--- What needs to be done ---
Could you carry on the forum thread about how unevenly to play hornpipe notes, starting right after its last post?

--- Page text ---

** START **

The question I have, largely because I don't play in a group (either Irish or other genre) and I came to Irish music late in life, is just how unequal the two notes should be.

I understand that it may vary from one group to another, perhaps from one region to another. But are there limits? I have seen hornpipes notated as dotted eighth followed by a sixteenth. That seems really "snappy". I have also heard them played with almost imperceptible difference, sounded more like a reel. I tend to play them almost like a quarter note and eighth note pair (triplet). So for what I do, a hornpipe could easily be written in 12/8.

I would love to hear some opinions.

----------

Simon DS

----------


## Bertram Henze

since Irish music is supposed to be played as heard, not as written, the notation is not that important. I have heard all the variations you mentioned and tend to the jig-like one myself. I doubt the existance of an orthodox rule, and if the feeling is right, the playing is right.

----------


## Beanzy

There are different types of hornpipe rhythm, some are very even, rather than what is often called 'dotted' rhythm. I would find it difficult to give any absolutes about which tunes or styles should be played in a particular manner. The Northumbrian dances tend to have a more noticeably dotted style of playing & I find tunes in the south east of England can be player very straight, but it's only a general impression. 

Here's a video of mandolinist Matt Norman stepping some Devonshire, South Zeal style tunes. I think the rhythms get more context when you see & hear the steps. the little rhythmic fills illustrate how what can seem like a long note in the tune can actually be quite busy in the steps.

----------

Ben Vierra, 

derbex, 

Simon DS

----------


## rcc56

A 2 to 1 ratio on weighted eighth notes at moderate tempo [or, as you said, treating it as if it was notated in 12/8] is always a reasonable place to start for a traditional Irish hornpipe.  If it doesn't sound or feel right, you can always adjust the rhythm and tempo until it does.

It seems that many US musicians don't understand hornpipes at all, and often want to treat all their tunes as if they were bluegrass banjo breakdowns.

----------


## Simon DS

Not sure what the comment about Bluegrass and Breakdowns means, but personally I find a lot of music theory to be confusing. 
Here are two metronome examples where the rhythms can be seen. 
Example 1 and 2. 
So your average Hornpipe would be somewhere between these two?

----------


## liestman

I would just listen to YouTube videos of good players of Irish music. For the most part hornpipes are played with a dotted timing but how "straight" or dotted they are depends on taste really. 

Here are a couple of examples of the same tune (Flowing Tide) with some variation of straightness or dottedness:
https://www.youtube.com/watch?v=onsFUSFasxE
https://www.youtube.com/watch?v=--A4wmCUFTI
https://www.youtube.com/watch?v=qX51_24AFOU
https://www.youtube.com/watch?v=63zT9KE8mJo
https://www.youtube.com/watch?v=197t9x65R1w

----------

bruce.b, 

Jill McAuley

----------


## Jill McAuley

As it's dance music looking up videos of set dancers dancing hornpipe sets vs. reel sets might help highlight where the emphasis goes.

** END **

--- Dataset excerpt ---
** START **

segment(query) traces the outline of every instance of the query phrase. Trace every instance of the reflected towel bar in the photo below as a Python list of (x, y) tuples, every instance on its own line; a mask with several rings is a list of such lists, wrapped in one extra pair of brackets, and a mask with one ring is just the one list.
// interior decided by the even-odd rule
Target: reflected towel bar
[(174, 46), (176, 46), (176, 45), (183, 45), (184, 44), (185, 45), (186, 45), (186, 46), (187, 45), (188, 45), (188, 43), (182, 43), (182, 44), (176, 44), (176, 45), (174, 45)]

** END **

--- Written answer ---
----------


## whistler

Here are a few examples of hornpipes played by Irish musicians.  They range from very slightly 'swung' in the first  couple of examples (perhaps 4:3 ~ 3:2), through 2:1 in the third, to very 'pointed' (close to 1:3) in the last (in a separate post below, as only 3 videos are allowed per post).








The differences may be partly regional (Clare, Kerry, Tipperary and Sligo, respectively) and connected with the prevailing styles of dancing in each region, and perhaps partly due to changes in fashion over time (the last example is from the period 1920-36, the others are from the 1960s and 1970s).  But it cannot be assumed that a given musician will necessarily treat every hornpipe the same way, or even play one tune with the same rhythmic emphasis every time.  What is clear is that, in Irish traditional playing, hornpipes are consistently differentiated from reels.  In most cases, this distinction is inherent in the structure of the tune but also in the manner of playing - i.e. a slower tempo (sometimes only slightly so) and a marked emphasis on all 4 beats of the bar (as distinct from a main emphasis on beats 1 and 3 in a reel - sometimes leading to reels being notated in 2/2 instead of 4/4).  It is worth to note that reels are often played with a considerable amount of 'swing' - sometimes just as much as, or even more than, hornpipes.

----------

Aidan Crossey, 

Jill McAuley, 

Randi Gormley, 

Simon DS

----------


## whistler

See previous post

----------

Aidan Crossey, 

Randi Gormley, 

Simon DS

----------


## Aidan Crossey

Whistler's post is, as ever, very helpful.  I'd echo what others have said in that there's no universally accepted "right" way to play hornpipes as the videos which he's posted show.  It's all about listening to various players' approaches to tunes and developing for yourself your own angle on these tunes - informed by such listening.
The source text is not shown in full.